#### [Work required]
Raise each coordinate in the answers by 12, then reproduce the entries in full. Begin at the line that contains "the red and" and stop after the line that contains "[[333, 200]]".

#### [Working data]
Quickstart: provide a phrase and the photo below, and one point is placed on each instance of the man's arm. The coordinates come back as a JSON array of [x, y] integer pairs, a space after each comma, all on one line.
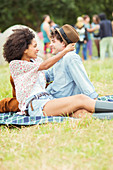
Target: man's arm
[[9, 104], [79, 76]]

* * *

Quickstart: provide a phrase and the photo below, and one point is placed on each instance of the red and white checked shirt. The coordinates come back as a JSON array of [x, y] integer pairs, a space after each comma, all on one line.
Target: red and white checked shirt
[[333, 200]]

#### [Written answer]
Quickstart: provide a phrase and the photo below, and one point is placed on each instance of the red and white checked shirt. The coordinates come back as a JSON array of [x, y] integer pairs, a space after each comma, all on one line.
Target: red and white checked shirt
[[345, 212]]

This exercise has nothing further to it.